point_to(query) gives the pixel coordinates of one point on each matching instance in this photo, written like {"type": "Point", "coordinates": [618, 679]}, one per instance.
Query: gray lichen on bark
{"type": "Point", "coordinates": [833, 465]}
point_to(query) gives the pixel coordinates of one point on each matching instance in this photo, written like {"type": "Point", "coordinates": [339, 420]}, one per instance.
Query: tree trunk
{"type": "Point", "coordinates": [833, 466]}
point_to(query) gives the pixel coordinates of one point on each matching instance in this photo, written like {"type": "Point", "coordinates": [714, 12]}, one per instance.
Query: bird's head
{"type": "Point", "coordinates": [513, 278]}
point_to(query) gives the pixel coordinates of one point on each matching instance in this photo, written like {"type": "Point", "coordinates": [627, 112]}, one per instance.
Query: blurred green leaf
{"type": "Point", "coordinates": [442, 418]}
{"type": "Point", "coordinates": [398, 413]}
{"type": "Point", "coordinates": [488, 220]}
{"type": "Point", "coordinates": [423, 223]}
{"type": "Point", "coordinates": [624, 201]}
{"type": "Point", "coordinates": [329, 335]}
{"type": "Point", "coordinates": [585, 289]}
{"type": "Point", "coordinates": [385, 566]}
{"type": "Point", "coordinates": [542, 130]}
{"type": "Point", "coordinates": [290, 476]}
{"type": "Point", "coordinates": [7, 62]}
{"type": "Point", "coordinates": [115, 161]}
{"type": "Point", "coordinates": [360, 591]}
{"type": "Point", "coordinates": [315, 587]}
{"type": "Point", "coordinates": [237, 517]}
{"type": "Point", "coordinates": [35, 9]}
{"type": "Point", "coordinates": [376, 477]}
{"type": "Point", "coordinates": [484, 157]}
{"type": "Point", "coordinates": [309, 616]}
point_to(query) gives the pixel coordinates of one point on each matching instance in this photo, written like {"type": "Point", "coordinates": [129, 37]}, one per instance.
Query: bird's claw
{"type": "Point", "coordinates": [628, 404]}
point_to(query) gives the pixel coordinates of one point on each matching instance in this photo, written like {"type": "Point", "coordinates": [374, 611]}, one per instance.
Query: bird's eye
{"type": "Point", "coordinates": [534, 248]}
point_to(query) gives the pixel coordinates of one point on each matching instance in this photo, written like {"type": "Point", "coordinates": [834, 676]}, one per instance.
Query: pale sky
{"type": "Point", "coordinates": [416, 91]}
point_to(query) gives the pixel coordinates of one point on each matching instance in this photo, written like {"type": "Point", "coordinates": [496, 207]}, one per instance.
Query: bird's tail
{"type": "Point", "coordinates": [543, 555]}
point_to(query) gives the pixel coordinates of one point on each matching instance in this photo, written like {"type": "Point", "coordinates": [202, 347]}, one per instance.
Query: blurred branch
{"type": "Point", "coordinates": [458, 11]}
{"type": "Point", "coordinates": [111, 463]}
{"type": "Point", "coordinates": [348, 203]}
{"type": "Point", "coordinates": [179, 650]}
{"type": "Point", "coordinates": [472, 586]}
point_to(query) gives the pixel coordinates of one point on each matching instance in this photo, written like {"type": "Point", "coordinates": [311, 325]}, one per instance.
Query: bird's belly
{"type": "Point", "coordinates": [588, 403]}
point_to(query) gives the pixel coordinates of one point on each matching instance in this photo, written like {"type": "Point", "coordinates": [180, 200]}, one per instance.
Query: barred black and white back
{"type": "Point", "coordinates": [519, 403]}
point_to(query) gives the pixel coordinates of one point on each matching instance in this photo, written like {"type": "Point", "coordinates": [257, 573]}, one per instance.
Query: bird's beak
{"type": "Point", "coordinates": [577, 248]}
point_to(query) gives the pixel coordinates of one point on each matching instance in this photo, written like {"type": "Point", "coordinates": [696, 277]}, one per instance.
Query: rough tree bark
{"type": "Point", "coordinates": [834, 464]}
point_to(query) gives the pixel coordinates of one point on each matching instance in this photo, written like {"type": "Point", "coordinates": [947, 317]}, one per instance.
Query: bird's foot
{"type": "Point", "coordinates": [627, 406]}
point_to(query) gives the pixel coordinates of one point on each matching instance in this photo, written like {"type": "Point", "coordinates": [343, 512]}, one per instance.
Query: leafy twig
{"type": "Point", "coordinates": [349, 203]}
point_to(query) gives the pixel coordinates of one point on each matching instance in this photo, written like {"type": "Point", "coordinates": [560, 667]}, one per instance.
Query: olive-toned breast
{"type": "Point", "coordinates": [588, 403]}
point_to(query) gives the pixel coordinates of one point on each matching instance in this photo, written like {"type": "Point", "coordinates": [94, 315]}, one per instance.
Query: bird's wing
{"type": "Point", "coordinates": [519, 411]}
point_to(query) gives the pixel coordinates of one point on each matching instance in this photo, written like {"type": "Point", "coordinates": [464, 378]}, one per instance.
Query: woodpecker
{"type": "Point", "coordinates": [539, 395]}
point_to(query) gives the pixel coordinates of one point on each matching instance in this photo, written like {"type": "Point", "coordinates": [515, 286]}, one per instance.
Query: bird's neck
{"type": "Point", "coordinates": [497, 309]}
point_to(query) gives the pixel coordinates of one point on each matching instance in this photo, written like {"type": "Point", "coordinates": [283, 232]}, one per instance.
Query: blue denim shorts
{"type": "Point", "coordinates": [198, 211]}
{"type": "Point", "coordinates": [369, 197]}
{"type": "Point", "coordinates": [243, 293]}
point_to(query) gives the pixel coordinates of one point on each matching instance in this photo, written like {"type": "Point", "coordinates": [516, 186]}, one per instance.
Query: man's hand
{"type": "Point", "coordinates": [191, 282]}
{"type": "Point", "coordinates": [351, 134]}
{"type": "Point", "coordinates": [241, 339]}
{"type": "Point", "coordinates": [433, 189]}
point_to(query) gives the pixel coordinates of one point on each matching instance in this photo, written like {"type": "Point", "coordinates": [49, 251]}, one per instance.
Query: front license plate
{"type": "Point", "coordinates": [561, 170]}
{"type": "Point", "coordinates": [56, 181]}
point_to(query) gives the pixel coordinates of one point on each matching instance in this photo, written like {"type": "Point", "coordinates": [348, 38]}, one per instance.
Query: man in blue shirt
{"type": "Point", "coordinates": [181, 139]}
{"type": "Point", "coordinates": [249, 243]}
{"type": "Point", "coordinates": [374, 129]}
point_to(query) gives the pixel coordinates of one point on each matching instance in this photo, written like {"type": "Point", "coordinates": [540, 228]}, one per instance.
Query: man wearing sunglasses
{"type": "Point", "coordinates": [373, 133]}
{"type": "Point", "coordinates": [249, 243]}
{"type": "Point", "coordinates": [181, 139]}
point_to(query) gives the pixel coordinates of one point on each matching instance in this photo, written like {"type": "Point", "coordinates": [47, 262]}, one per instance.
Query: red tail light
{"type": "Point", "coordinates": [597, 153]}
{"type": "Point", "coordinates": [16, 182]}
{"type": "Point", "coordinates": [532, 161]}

BRIEF: Every line of the data above is to be repeated exactly.

EXPECTED ANSWER:
point_to(query) gives the pixel coordinates of one point on each matching instance in this photo, written like {"type": "Point", "coordinates": [618, 679]}, one per instance.
Query: gray lichen on bark
{"type": "Point", "coordinates": [833, 465]}
point_to(query) gives the pixel coordinates of one point on each matching instance in this photo, written like {"type": "Point", "coordinates": [339, 420]}, one per instance.
Query: tree trunk
{"type": "Point", "coordinates": [833, 466]}
point_to(query) gives the pixel coordinates of one point on each matching instance in this photo, written like {"type": "Point", "coordinates": [714, 12]}, one per instance.
Query: bird's head
{"type": "Point", "coordinates": [513, 278]}
point_to(query) gives the pixel coordinates of one point on each matching instance in this photo, written like {"type": "Point", "coordinates": [627, 112]}, one per instance.
Query: blurred green leaf
{"type": "Point", "coordinates": [442, 418]}
{"type": "Point", "coordinates": [398, 413]}
{"type": "Point", "coordinates": [488, 220]}
{"type": "Point", "coordinates": [423, 223]}
{"type": "Point", "coordinates": [624, 201]}
{"type": "Point", "coordinates": [329, 335]}
{"type": "Point", "coordinates": [585, 289]}
{"type": "Point", "coordinates": [385, 566]}
{"type": "Point", "coordinates": [542, 130]}
{"type": "Point", "coordinates": [290, 476]}
{"type": "Point", "coordinates": [7, 62]}
{"type": "Point", "coordinates": [115, 161]}
{"type": "Point", "coordinates": [360, 591]}
{"type": "Point", "coordinates": [315, 587]}
{"type": "Point", "coordinates": [237, 517]}
{"type": "Point", "coordinates": [35, 9]}
{"type": "Point", "coordinates": [376, 477]}
{"type": "Point", "coordinates": [484, 157]}
{"type": "Point", "coordinates": [309, 616]}
point_to(query) gives the pixel coordinates of one point on each matching instance in this photo, written like {"type": "Point", "coordinates": [129, 37]}, one per instance.
Query: bird's claw
{"type": "Point", "coordinates": [628, 404]}
point_to(query) gives the pixel coordinates of one point on each matching instance in this photo, written like {"type": "Point", "coordinates": [374, 611]}, one per instance.
Query: bird's eye
{"type": "Point", "coordinates": [534, 248]}
point_to(query) gives the pixel coordinates of one point on each matching instance in this photo, written like {"type": "Point", "coordinates": [834, 676]}, one per instance.
Query: pale sky
{"type": "Point", "coordinates": [416, 91]}
point_to(query) gives the pixel coordinates of one point on each matching instance in this photo, written like {"type": "Point", "coordinates": [496, 207]}, one per instance.
Query: bird's tail
{"type": "Point", "coordinates": [543, 555]}
point_to(query) gives the pixel coordinates of one point on each matching instance in this photo, written like {"type": "Point", "coordinates": [202, 347]}, one per instance.
Query: blurred branch
{"type": "Point", "coordinates": [458, 11]}
{"type": "Point", "coordinates": [111, 463]}
{"type": "Point", "coordinates": [348, 203]}
{"type": "Point", "coordinates": [179, 650]}
{"type": "Point", "coordinates": [472, 586]}
point_to(query) gives the pixel coordinates of one point on each matching instance in this photo, written like {"type": "Point", "coordinates": [311, 325]}, one per instance.
Query: bird's belly
{"type": "Point", "coordinates": [588, 403]}
point_to(query) gives the pixel coordinates of one point on each matching instance in this photo, written like {"type": "Point", "coordinates": [180, 200]}, one per instance.
Query: barred black and white back
{"type": "Point", "coordinates": [519, 403]}
point_to(query) gives the pixel coordinates of one point on each matching instance in this photo, written like {"type": "Point", "coordinates": [257, 573]}, one per instance.
Query: bird's beak
{"type": "Point", "coordinates": [577, 248]}
point_to(query) gives the pixel coordinates of one point on each matching instance in this photo, written like {"type": "Point", "coordinates": [696, 277]}, one per instance.
Query: rough tree bark
{"type": "Point", "coordinates": [834, 464]}
point_to(query) gives the pixel coordinates of one point on each matching instance in this photo, written like {"type": "Point", "coordinates": [947, 317]}, one per instance.
Query: bird's foot
{"type": "Point", "coordinates": [627, 406]}
point_to(query) gives the pixel coordinates of one point on each matching instance in this photo, written like {"type": "Point", "coordinates": [343, 512]}, one per instance.
Query: leafy twig
{"type": "Point", "coordinates": [349, 203]}
point_to(query) gives the pixel coordinates of one point on each matching instance in this photo, written like {"type": "Point", "coordinates": [560, 667]}, one per instance.
Query: olive-toned breast
{"type": "Point", "coordinates": [588, 403]}
point_to(query) gives the pixel coordinates of one point on each matching instance in this photo, written like {"type": "Point", "coordinates": [94, 315]}, one per instance.
Query: bird's wing
{"type": "Point", "coordinates": [519, 411]}
point_to(query) gives the pixel coordinates of one point on each matching instance in this photo, written like {"type": "Point", "coordinates": [464, 378]}, one per instance.
Query: woodpecker
{"type": "Point", "coordinates": [539, 395]}
point_to(query) gives the pixel coordinates of one point on each matching instance in this photo, written like {"type": "Point", "coordinates": [515, 286]}, one per instance.
Query: bird's neck
{"type": "Point", "coordinates": [497, 309]}
point_to(query) gives the pixel coordinates of one point on each matching instance in this photo, written like {"type": "Point", "coordinates": [283, 232]}, one per instance.
Query: blue denim shorts
{"type": "Point", "coordinates": [198, 211]}
{"type": "Point", "coordinates": [369, 197]}
{"type": "Point", "coordinates": [243, 293]}
point_to(query) gives the pixel coordinates of one point on each matching instance in this photo, written like {"type": "Point", "coordinates": [516, 186]}, one per instance.
Query: man's hand
{"type": "Point", "coordinates": [191, 282]}
{"type": "Point", "coordinates": [351, 134]}
{"type": "Point", "coordinates": [241, 339]}
{"type": "Point", "coordinates": [433, 189]}
point_to(query) gives the pixel coordinates of one point on each matching instance in this photo, written like {"type": "Point", "coordinates": [49, 251]}, one per instance.
Query: front license plate
{"type": "Point", "coordinates": [561, 170]}
{"type": "Point", "coordinates": [56, 181]}
point_to(query) gives the pixel coordinates of one point on each matching instance in this photo, written like {"type": "Point", "coordinates": [348, 38]}, one per instance.
Query: man in blue shirt
{"type": "Point", "coordinates": [181, 139]}
{"type": "Point", "coordinates": [249, 243]}
{"type": "Point", "coordinates": [374, 129]}
point_to(query) gives the pixel coordinates of one point on each matching instance in this photo, written like {"type": "Point", "coordinates": [540, 228]}, one per instance.
Query: man wearing sunglasses
{"type": "Point", "coordinates": [373, 133]}
{"type": "Point", "coordinates": [249, 243]}
{"type": "Point", "coordinates": [181, 139]}
point_to(query) gives the pixel coordinates of one point on each matching instance in this photo, written like {"type": "Point", "coordinates": [47, 262]}, one per instance.
Query: red tail light
{"type": "Point", "coordinates": [597, 153]}
{"type": "Point", "coordinates": [16, 182]}
{"type": "Point", "coordinates": [532, 161]}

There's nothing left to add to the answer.